GIVEN ENTRIES
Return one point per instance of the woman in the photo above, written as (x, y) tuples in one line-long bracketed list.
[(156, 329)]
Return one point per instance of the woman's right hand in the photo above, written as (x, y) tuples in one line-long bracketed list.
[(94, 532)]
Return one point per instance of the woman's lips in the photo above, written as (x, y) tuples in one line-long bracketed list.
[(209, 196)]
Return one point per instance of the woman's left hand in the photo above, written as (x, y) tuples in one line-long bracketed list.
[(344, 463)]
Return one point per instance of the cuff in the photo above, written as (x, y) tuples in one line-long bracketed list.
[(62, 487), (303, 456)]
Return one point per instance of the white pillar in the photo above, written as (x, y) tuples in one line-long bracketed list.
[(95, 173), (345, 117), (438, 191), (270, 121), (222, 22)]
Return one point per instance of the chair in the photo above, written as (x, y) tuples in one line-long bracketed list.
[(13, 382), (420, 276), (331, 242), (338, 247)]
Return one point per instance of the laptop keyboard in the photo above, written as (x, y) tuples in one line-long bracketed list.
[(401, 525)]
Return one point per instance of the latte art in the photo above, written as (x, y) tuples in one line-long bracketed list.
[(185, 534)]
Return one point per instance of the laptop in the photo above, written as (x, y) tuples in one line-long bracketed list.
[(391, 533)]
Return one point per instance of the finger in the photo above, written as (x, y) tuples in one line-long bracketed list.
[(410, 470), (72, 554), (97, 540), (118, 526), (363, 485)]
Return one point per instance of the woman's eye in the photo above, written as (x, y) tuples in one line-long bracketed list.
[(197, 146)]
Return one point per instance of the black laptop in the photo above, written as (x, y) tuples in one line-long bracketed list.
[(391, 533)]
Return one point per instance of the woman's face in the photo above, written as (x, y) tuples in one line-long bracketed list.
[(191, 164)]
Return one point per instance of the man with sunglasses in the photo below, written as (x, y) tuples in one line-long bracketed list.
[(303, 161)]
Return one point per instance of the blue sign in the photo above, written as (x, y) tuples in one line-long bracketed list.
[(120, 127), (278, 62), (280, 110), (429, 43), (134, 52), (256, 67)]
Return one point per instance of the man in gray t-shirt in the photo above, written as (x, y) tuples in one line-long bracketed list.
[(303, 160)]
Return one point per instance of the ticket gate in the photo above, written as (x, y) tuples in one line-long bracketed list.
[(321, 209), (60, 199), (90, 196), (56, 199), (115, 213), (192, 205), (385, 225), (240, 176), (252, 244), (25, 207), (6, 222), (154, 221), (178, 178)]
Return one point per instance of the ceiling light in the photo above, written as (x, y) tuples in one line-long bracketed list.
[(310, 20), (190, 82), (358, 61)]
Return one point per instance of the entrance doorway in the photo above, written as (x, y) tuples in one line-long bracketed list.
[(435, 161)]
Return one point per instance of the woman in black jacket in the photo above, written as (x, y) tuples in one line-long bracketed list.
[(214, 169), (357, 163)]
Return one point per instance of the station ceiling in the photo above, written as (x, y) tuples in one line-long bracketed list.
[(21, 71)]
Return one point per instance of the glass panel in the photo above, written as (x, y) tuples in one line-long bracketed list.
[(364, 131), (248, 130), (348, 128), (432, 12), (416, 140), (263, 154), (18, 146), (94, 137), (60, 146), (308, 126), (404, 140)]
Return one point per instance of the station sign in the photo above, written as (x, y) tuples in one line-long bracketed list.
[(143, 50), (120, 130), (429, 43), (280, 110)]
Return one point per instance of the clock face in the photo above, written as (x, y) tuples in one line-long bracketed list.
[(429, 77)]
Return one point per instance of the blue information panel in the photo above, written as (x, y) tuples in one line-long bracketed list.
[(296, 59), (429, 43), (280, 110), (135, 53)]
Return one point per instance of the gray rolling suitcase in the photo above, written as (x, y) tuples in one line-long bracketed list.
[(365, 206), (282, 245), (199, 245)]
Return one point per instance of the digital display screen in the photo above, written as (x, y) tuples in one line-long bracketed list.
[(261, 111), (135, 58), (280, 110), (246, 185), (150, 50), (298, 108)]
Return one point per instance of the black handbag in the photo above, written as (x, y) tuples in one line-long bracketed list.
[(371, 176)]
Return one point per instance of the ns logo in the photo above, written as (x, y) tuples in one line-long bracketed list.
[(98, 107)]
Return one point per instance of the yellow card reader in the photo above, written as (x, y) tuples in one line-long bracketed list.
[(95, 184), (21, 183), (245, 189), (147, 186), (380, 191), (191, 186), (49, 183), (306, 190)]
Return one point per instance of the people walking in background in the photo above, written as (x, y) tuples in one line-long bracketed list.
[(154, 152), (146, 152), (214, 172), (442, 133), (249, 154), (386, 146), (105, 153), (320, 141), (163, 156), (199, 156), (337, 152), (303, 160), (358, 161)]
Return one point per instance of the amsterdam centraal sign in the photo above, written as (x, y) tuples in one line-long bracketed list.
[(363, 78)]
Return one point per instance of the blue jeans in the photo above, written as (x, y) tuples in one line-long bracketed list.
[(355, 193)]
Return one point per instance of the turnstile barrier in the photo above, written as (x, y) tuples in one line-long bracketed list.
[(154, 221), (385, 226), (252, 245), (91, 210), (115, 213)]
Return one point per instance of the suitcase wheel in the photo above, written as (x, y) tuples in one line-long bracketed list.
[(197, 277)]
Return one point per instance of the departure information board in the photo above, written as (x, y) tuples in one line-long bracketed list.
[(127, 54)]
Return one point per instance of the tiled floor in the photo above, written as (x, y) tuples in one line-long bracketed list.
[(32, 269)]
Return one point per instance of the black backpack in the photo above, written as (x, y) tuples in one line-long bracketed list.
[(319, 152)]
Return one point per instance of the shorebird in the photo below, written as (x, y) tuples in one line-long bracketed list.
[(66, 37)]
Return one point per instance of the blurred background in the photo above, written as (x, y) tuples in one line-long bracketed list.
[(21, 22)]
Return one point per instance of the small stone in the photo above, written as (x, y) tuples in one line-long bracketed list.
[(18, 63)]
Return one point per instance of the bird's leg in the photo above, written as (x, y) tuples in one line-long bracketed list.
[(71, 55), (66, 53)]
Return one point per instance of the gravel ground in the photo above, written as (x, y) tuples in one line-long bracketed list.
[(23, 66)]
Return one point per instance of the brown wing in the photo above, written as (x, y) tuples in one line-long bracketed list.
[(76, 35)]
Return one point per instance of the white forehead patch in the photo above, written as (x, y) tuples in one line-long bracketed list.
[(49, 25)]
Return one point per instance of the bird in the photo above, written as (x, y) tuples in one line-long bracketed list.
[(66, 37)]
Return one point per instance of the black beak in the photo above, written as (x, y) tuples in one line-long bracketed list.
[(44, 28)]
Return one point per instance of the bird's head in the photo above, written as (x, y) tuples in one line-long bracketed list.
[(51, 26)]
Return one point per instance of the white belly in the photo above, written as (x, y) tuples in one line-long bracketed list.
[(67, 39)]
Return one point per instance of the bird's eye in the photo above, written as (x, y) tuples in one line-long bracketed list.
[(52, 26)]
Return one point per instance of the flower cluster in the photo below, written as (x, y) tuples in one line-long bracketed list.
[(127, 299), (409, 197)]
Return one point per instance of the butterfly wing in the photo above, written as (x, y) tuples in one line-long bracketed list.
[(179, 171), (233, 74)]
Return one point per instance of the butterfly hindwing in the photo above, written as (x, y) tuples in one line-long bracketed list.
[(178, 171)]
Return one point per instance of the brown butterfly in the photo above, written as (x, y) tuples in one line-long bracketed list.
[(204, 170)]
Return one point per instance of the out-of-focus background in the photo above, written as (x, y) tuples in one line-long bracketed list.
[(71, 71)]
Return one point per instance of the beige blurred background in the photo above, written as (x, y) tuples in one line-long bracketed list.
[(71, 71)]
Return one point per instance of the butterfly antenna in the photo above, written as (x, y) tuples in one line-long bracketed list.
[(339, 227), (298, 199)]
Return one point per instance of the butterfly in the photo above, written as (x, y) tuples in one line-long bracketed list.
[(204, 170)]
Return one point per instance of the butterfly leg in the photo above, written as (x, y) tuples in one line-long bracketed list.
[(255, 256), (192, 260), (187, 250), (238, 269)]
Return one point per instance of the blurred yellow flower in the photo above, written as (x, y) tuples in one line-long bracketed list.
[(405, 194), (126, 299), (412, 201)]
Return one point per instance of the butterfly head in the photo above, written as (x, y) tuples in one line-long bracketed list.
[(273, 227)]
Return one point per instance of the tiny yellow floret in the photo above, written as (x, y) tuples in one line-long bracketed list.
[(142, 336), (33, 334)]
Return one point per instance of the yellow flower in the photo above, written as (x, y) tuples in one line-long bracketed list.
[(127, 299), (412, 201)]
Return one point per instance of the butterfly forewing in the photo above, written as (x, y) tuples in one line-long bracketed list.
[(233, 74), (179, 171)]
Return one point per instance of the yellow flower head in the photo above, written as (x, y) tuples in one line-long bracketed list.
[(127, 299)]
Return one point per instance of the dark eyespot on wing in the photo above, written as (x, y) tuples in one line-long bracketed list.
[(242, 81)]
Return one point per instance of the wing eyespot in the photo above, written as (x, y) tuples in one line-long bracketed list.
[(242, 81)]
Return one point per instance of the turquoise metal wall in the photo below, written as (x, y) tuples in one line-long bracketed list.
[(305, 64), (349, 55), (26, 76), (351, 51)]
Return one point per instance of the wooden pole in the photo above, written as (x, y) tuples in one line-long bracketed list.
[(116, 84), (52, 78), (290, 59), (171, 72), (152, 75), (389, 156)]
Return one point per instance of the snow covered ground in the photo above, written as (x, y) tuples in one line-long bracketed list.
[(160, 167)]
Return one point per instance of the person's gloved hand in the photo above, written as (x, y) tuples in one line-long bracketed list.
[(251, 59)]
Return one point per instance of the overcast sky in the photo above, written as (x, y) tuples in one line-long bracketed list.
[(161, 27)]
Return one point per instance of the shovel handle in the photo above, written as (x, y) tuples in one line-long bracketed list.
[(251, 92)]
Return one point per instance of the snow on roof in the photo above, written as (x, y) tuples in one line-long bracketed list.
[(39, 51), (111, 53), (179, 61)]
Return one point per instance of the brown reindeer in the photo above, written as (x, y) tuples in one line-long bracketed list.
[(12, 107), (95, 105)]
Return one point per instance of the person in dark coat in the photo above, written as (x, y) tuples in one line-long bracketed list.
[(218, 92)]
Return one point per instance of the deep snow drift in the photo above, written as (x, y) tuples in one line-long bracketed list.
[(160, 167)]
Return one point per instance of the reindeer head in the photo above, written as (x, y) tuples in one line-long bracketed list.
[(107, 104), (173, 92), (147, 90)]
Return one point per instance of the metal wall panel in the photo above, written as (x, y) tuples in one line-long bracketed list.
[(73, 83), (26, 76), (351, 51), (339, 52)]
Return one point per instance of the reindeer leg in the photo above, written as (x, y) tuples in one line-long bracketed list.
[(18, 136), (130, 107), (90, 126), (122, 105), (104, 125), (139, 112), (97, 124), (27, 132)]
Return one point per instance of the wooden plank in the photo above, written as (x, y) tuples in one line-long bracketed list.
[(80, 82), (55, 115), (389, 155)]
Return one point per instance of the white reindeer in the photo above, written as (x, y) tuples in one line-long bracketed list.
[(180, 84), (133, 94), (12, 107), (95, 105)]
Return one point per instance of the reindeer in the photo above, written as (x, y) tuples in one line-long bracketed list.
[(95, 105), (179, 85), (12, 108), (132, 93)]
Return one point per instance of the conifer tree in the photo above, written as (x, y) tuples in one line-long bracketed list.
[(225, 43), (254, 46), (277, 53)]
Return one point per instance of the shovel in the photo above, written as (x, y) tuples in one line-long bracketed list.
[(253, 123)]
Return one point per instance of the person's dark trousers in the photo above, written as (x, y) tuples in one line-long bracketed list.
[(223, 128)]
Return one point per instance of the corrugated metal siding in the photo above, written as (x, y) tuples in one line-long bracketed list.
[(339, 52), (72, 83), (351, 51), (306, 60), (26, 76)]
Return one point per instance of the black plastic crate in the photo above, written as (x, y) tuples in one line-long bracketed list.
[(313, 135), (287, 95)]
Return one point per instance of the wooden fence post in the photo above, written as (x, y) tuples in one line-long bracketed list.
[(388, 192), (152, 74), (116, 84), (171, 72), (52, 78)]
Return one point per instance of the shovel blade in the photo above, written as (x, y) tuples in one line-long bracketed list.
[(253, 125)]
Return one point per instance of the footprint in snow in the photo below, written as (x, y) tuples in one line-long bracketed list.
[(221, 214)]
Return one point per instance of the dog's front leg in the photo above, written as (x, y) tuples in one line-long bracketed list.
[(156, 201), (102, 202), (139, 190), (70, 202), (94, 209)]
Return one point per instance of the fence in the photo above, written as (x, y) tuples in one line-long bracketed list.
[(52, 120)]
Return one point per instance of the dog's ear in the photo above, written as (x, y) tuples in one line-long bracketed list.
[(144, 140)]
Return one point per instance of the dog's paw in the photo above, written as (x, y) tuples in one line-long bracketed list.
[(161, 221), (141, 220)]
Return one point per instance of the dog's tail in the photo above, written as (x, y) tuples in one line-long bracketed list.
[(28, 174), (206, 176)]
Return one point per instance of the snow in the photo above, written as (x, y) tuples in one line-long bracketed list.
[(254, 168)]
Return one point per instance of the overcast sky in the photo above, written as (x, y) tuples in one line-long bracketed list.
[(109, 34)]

TASK BRIEF
Scale the answer coordinates in the lines starting at the line that contains "Return one point per instance of the dog's paw" and ending at the line that contains "[(254, 168)]", both included. Reproduce those lines alone, requests included and unchanged, with every coordinate in the answers multiplied by 0.5 and rounded to a whole number, halves rounded up.

ANSWER TO THE PROBLEM
Return one point per instance of the dog's paw in the photo above, written as (x, y) tuples in one line-long bracketed list.
[(81, 111), (71, 110)]
Return one point per instance of the dog's tail in the photo above, written as (x, y) tuples in one line-long bracketed list.
[(14, 87), (103, 88)]
Return one point per instance of the snow in the photo above, written as (x, y) tuples in one line-long bracketed list.
[(127, 84)]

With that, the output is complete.